┌─ Material provided

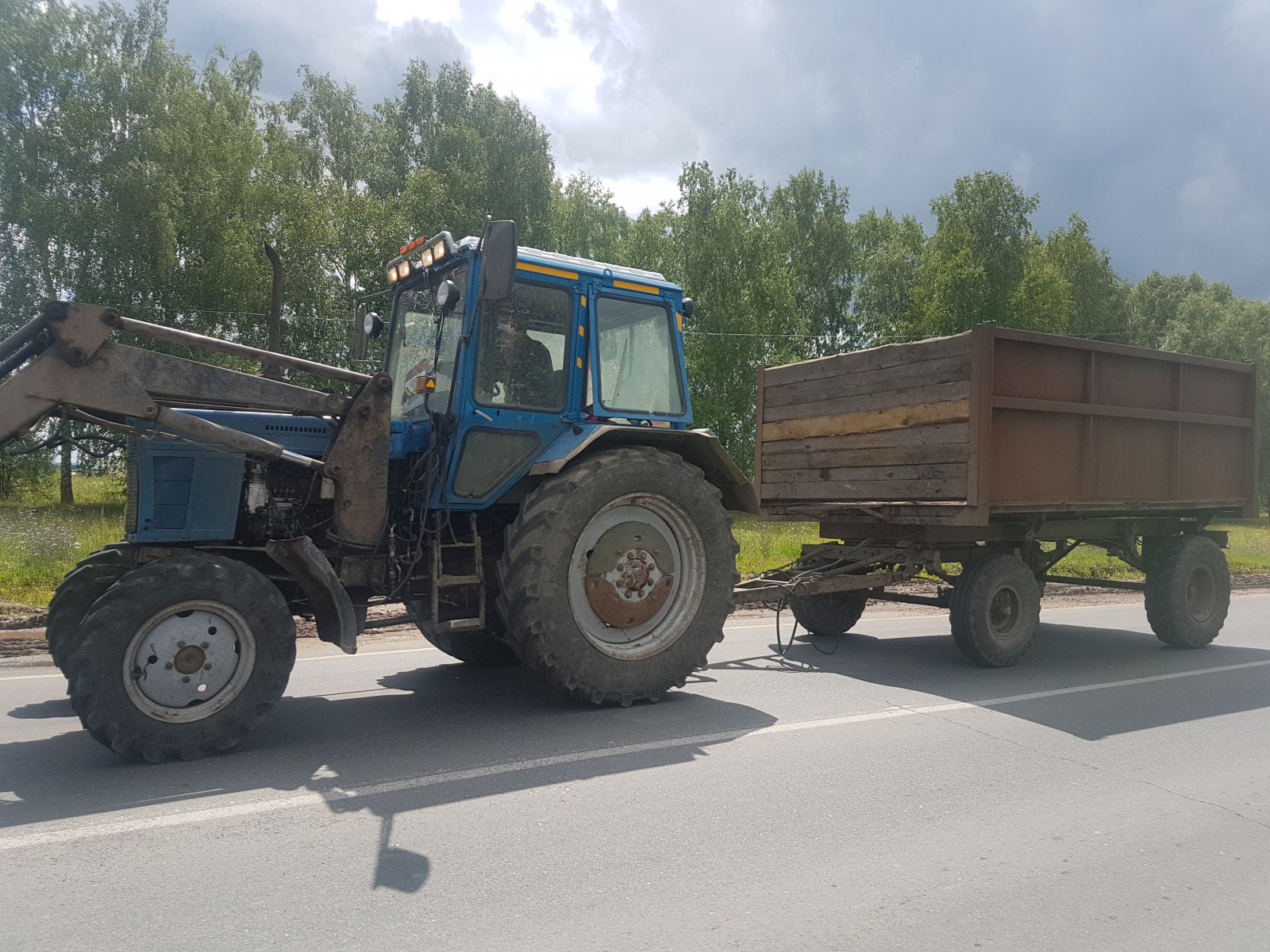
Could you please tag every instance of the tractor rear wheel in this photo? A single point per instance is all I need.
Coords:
(618, 575)
(182, 658)
(75, 596)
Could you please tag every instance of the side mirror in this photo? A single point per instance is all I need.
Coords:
(498, 260)
(448, 298)
(359, 334)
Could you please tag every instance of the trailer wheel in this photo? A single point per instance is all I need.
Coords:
(829, 613)
(618, 575)
(182, 658)
(75, 596)
(995, 611)
(1187, 590)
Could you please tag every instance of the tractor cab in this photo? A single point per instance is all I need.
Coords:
(521, 367)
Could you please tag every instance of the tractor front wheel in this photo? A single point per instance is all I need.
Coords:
(182, 658)
(73, 600)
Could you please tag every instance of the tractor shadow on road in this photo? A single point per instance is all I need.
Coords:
(489, 731)
(1062, 657)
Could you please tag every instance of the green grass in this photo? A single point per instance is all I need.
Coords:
(41, 539)
(768, 545)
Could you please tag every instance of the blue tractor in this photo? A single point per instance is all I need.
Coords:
(521, 478)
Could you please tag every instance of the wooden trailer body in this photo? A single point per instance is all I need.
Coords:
(995, 428)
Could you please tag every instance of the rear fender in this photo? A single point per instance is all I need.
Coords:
(698, 447)
(333, 609)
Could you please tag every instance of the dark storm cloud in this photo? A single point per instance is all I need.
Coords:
(1147, 117)
(341, 37)
(543, 21)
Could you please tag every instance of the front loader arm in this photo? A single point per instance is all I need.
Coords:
(65, 359)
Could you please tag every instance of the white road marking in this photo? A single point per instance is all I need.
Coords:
(181, 818)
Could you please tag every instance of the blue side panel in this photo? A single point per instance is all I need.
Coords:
(187, 492)
(306, 436)
(190, 492)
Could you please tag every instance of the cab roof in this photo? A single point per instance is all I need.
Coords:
(586, 264)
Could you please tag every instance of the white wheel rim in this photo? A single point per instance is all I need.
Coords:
(686, 568)
(188, 662)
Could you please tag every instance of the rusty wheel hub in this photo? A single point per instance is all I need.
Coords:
(630, 574)
(637, 575)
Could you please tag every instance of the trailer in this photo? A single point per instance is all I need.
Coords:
(1000, 452)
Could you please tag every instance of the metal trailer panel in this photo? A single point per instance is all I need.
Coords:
(1003, 424)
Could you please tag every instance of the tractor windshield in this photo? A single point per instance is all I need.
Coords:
(639, 367)
(425, 343)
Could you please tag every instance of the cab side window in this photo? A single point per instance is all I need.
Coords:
(522, 347)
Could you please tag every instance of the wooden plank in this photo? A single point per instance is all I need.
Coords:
(856, 474)
(910, 397)
(893, 418)
(929, 435)
(1123, 349)
(873, 490)
(879, 456)
(883, 513)
(911, 374)
(1123, 413)
(759, 440)
(979, 466)
(872, 359)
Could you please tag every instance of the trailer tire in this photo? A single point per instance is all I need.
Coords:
(995, 611)
(662, 526)
(829, 613)
(75, 596)
(206, 696)
(1187, 590)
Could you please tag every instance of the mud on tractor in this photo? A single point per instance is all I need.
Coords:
(521, 478)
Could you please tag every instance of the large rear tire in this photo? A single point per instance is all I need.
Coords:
(73, 600)
(618, 575)
(1187, 590)
(182, 658)
(995, 611)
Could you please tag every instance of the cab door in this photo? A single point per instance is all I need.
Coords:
(521, 393)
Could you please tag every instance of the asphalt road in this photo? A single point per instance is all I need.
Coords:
(1108, 793)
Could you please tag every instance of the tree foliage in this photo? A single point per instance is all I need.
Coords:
(133, 177)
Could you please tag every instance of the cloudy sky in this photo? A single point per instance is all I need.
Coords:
(1149, 118)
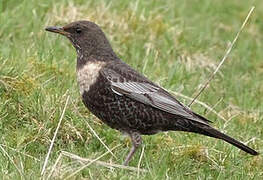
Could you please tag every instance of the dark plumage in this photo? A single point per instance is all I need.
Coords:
(124, 99)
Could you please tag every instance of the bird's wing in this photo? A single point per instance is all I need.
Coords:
(150, 94)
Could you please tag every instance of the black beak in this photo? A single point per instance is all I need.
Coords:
(58, 30)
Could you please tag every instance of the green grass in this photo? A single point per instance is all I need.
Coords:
(175, 43)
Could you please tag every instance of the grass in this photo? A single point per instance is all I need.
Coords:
(175, 43)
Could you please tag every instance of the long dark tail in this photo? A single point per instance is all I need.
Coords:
(210, 131)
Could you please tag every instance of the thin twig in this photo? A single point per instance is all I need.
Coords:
(101, 163)
(224, 58)
(13, 149)
(86, 165)
(54, 166)
(9, 157)
(54, 137)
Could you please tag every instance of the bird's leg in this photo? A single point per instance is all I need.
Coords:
(136, 142)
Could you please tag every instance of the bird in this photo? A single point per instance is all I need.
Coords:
(123, 98)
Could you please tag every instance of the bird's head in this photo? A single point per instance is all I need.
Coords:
(87, 37)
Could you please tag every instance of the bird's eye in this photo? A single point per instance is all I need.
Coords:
(78, 30)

└─

**Problem**
Copy these lines unchanged, starting at the line that contains "Could you please tag every instance of the cab door" and stopping after the line that contains "(1149, 118)".

**Output of the task**
Could you please tag every instance of the cab door in this photo? A single point per instance is all I need.
Coords:
(521, 393)
Could you please tag every instance of the asphalt road in this photo? A single point per instance is all I need.
Coords:
(1108, 793)
Could you please tag every instance of the tree foliage in this photo? A single point per instance is all I need.
Coords:
(133, 177)
Could you please tag every instance of the cloudy sky in this photo? A single point per instance is all I need.
Coords:
(1149, 118)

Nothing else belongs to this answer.